• _作業の指示 A_: 抜粋した文章によると、業務提携時代にUWF人気を決定づけたのは、だれとだれの試合ですか。

• _抜粋した文章_:
┄┄┄┄┄┄

田村潔司「解析UWF」第2回…アントニオ猪木が与えた多大なる影響

新生UWFのブームは間接的に猪木さんがもたらした

ボク自身が猪木さんの闘いで最も影響を受けたのは、1986年から87年にかけての新日本とUWFの業務提携時代。あの頃は、『ワールドプロレスリング』を毎週ビデオに録画して、何度も繰り返し観ていたのを思い出す。ボクがファン時代にいちばん夢中になったのは、あの頃かもしれない。そして、のちに新生UWFの人気が爆発する土壌を作ったのもこの時代だと思う。

第1次UWFはテレビのレギュラー放送がなかったけれど、新日本との業務提携時代は『ワールドプロレスリング』が毎週ゴールデンタイムで放送されていた。その時、テレビで新日本とUWFの闘いを見て、猪木さんや藤波さんを蹴りまくる前田さんのファンになった人はたくさんいると思う。

そしてあの業務提携時代、数ある試合の中でUWF人気を決定づけたのが、前田さんとキックボクサーのドン・中矢・ニールセンとの異種格闘技戦だったと思う(86年10月9日、両国国技館)。

┄┄┄┄┄┄

[座標ラベル付けデータ]
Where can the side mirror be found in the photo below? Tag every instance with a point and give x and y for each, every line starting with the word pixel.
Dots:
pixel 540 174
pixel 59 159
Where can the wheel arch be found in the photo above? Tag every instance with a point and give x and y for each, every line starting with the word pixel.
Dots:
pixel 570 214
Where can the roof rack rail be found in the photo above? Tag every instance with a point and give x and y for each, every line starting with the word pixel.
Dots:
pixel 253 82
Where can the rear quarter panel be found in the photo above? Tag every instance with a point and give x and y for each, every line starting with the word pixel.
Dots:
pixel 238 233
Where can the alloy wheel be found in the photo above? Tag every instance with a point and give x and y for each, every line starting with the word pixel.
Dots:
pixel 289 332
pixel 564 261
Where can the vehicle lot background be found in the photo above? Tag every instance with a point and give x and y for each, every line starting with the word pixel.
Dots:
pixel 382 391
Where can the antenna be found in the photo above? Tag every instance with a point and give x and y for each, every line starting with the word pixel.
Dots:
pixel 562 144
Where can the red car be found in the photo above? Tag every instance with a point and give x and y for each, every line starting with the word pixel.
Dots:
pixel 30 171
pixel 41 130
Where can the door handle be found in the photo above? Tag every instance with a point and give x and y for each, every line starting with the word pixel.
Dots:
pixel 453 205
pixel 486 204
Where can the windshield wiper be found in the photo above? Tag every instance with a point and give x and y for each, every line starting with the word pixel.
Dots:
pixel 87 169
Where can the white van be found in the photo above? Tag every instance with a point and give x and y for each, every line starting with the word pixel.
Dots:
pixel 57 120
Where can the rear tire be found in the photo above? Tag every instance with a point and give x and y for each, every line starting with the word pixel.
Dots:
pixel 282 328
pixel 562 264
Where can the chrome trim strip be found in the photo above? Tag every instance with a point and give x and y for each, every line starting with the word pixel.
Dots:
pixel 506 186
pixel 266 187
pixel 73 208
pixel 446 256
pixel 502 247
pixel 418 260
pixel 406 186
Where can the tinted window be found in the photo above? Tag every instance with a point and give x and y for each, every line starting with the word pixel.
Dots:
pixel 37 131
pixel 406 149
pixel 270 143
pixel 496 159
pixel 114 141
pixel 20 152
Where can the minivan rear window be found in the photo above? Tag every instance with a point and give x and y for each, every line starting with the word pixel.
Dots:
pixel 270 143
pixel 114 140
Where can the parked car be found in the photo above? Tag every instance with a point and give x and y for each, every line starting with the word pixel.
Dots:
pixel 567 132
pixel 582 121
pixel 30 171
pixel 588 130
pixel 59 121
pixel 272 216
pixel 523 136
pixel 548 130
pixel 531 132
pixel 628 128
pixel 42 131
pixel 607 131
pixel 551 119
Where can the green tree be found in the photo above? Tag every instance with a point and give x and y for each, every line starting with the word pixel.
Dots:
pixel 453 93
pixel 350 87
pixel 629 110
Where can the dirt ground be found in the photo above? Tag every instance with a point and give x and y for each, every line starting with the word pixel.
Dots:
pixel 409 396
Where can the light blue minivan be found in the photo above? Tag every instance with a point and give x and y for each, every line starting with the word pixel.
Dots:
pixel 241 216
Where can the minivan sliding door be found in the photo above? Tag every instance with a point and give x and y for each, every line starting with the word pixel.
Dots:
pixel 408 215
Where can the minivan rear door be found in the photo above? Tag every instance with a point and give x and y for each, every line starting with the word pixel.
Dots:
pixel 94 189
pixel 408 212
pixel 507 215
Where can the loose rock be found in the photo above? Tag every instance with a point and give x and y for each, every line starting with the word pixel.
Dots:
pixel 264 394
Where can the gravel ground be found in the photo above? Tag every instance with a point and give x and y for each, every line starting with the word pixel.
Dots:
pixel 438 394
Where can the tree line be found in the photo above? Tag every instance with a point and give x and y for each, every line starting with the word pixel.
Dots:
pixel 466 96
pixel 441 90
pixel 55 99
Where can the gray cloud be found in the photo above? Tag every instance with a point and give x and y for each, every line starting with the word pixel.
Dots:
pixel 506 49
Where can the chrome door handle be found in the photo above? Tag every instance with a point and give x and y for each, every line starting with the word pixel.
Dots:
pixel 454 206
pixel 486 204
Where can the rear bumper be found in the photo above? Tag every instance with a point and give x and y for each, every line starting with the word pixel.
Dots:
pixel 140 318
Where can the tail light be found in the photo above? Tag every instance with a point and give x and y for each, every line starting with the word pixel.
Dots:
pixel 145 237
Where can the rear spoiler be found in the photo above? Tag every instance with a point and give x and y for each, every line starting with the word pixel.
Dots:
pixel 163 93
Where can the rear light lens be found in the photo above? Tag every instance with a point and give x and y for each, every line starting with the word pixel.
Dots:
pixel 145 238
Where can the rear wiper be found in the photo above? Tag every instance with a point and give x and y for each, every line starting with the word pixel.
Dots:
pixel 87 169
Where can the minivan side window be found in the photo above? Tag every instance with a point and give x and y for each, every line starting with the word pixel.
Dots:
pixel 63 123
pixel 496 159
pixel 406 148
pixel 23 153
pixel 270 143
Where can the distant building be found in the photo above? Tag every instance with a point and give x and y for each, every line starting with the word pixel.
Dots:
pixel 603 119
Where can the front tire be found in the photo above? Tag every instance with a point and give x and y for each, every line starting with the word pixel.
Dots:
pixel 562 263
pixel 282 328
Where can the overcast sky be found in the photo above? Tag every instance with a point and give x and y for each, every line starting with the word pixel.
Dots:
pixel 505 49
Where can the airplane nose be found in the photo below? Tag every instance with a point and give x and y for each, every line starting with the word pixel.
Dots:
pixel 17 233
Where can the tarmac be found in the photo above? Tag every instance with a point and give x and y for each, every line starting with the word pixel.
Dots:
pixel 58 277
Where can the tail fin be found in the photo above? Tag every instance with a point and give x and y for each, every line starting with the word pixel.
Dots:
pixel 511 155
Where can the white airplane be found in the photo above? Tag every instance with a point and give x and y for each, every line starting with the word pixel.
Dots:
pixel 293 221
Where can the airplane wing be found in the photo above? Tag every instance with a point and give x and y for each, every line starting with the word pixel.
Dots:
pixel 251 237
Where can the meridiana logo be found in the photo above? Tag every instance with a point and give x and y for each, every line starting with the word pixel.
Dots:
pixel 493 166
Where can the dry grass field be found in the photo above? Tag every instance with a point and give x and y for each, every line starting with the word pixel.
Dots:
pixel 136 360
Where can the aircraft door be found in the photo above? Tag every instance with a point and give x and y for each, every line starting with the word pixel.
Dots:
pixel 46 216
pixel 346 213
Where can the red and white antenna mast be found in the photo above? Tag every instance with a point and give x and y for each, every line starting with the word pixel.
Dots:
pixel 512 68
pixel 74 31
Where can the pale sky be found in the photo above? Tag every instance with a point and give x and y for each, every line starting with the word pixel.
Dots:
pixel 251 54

┄┄┄┄┄┄

• _作業の指示 B_: 抽出データの行を「Where can the roof」がある行から始め、「pixel 382 391」がある行で止めて、Markdownの表に変換してください。列名は「番号」と「内容」とし、空行は入れず、この範囲の行だけを載せてください。

• _解答例 A_: 前田さんとキックボクサーのドン・中矢・ニールセンの異種格闘技戦です。

• _解答例 B_:
| 番号 | 内容 |
|---|---|
| 1 | Where can the roof rack rail be found in the photo above? Tag every instance with a point and give x and y for each, every line starting with the word pixel. |
| 2 | Dots: |
| 3 | pixel 253 82 |
| 4 | Where can the rear quarter panel be found in the photo above? Tag every instance with a point and give x and y for each, every line starting with the word pixel. |
| 5 | Dots: |
| 6 | pixel 238 233 |
| 7 | Where can the alloy wheel be found in the photo above? Tag every instance with a point and give x and y for each, every line starting with the word pixel. |
| 8 | Dots: |
| 9 | pixel 289 332 |
| 10 | pixel 564 261 |
| 11 | Where can the vehicle lot background be found in the photo above? Tag every instance with a point and give x and y for each, every line starting with the word pixel. |
| 12 | Dots: |
| 13 | pixel 382 391 |